Exercise aim —
Which lines in the listing below contain the word "wooden"? Copy every one of them.

Items —
==============================

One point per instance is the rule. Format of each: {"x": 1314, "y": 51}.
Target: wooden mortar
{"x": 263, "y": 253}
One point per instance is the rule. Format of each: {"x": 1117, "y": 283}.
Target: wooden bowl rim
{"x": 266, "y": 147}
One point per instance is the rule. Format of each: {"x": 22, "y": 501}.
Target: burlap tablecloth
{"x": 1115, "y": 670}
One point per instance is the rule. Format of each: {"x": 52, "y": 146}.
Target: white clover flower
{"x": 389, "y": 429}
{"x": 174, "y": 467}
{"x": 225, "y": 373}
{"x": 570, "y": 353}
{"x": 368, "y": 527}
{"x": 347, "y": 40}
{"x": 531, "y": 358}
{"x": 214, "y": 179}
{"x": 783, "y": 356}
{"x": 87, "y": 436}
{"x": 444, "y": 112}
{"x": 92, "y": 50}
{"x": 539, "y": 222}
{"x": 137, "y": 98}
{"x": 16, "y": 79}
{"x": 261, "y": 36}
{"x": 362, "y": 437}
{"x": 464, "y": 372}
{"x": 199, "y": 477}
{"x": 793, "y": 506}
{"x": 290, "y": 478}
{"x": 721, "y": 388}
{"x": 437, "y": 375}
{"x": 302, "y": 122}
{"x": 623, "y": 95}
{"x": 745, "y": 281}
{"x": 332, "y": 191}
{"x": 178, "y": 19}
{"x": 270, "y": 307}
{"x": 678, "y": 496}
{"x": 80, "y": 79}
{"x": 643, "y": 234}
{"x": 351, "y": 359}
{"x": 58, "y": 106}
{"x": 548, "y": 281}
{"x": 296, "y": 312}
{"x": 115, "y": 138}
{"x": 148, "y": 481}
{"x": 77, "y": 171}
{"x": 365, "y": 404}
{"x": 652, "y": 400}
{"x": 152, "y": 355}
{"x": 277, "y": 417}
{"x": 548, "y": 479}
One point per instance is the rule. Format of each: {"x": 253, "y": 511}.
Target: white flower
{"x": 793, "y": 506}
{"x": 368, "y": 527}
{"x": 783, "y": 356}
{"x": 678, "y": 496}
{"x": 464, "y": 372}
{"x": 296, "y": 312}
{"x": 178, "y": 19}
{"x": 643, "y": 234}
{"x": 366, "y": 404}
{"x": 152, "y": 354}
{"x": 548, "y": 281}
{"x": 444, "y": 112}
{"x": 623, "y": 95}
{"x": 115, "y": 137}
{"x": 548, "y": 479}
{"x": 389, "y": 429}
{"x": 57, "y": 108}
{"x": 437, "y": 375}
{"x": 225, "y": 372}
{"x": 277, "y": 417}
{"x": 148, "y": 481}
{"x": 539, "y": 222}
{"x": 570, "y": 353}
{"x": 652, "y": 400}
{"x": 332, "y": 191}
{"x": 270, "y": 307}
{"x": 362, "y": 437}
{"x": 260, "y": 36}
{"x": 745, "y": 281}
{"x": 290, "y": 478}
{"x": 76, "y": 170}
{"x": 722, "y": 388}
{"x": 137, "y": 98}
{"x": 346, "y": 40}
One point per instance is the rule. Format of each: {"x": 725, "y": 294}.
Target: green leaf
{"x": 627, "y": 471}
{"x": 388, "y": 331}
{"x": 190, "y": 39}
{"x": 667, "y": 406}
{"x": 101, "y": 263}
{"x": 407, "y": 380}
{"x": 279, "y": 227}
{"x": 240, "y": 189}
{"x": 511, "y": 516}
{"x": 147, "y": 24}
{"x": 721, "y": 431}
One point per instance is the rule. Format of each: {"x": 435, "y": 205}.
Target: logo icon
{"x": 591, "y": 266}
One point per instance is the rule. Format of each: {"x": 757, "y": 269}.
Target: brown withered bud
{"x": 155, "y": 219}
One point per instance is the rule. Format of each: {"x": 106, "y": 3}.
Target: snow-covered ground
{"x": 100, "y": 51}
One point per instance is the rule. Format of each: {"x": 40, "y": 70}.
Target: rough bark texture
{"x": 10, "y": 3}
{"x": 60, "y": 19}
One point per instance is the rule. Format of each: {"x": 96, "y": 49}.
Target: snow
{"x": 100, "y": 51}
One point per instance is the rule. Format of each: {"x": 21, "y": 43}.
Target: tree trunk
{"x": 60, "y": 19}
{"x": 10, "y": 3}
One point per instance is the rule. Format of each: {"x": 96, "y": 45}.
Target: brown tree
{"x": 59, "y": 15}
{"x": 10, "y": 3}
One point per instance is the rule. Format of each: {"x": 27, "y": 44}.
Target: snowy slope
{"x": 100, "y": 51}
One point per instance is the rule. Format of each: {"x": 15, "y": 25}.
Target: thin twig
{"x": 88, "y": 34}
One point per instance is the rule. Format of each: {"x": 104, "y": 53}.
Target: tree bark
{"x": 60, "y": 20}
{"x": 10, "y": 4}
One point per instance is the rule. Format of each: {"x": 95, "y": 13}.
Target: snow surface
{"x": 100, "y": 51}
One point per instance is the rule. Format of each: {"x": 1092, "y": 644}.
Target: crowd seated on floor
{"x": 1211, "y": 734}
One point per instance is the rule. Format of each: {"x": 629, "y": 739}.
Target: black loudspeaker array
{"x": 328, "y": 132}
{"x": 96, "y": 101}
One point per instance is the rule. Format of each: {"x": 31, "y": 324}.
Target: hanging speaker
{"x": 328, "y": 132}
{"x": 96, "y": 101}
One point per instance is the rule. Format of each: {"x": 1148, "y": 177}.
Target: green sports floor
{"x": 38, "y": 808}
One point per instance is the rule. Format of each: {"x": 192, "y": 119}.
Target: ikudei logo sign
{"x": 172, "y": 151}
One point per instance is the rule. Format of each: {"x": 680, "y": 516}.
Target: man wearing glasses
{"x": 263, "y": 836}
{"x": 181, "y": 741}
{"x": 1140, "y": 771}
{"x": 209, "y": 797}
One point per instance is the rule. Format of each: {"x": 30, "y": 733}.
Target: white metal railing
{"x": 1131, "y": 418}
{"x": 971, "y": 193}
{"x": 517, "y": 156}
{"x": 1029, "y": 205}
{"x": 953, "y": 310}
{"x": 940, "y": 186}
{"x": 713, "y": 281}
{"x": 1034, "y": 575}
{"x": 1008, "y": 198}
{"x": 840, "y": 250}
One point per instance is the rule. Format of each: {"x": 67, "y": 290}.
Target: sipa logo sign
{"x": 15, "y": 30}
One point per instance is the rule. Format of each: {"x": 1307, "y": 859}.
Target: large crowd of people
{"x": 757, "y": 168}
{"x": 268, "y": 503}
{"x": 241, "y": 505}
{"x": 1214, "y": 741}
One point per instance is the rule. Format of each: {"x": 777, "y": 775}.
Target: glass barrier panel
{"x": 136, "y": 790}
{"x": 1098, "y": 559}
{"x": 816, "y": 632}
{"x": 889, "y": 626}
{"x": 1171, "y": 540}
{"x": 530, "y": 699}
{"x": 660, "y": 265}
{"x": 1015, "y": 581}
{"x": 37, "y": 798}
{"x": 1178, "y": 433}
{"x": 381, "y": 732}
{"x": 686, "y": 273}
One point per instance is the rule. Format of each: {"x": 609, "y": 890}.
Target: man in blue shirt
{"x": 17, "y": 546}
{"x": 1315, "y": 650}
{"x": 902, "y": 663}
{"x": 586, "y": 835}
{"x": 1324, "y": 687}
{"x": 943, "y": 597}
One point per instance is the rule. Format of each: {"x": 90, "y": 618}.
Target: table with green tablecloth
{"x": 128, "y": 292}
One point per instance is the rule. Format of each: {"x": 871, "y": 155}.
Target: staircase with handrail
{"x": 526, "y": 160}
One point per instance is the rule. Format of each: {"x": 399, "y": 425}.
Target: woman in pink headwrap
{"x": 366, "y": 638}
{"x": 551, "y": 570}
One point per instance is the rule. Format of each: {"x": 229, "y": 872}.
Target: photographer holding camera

==============================

The completed task —
Target: wooden mortar
Target: wooden bowl rim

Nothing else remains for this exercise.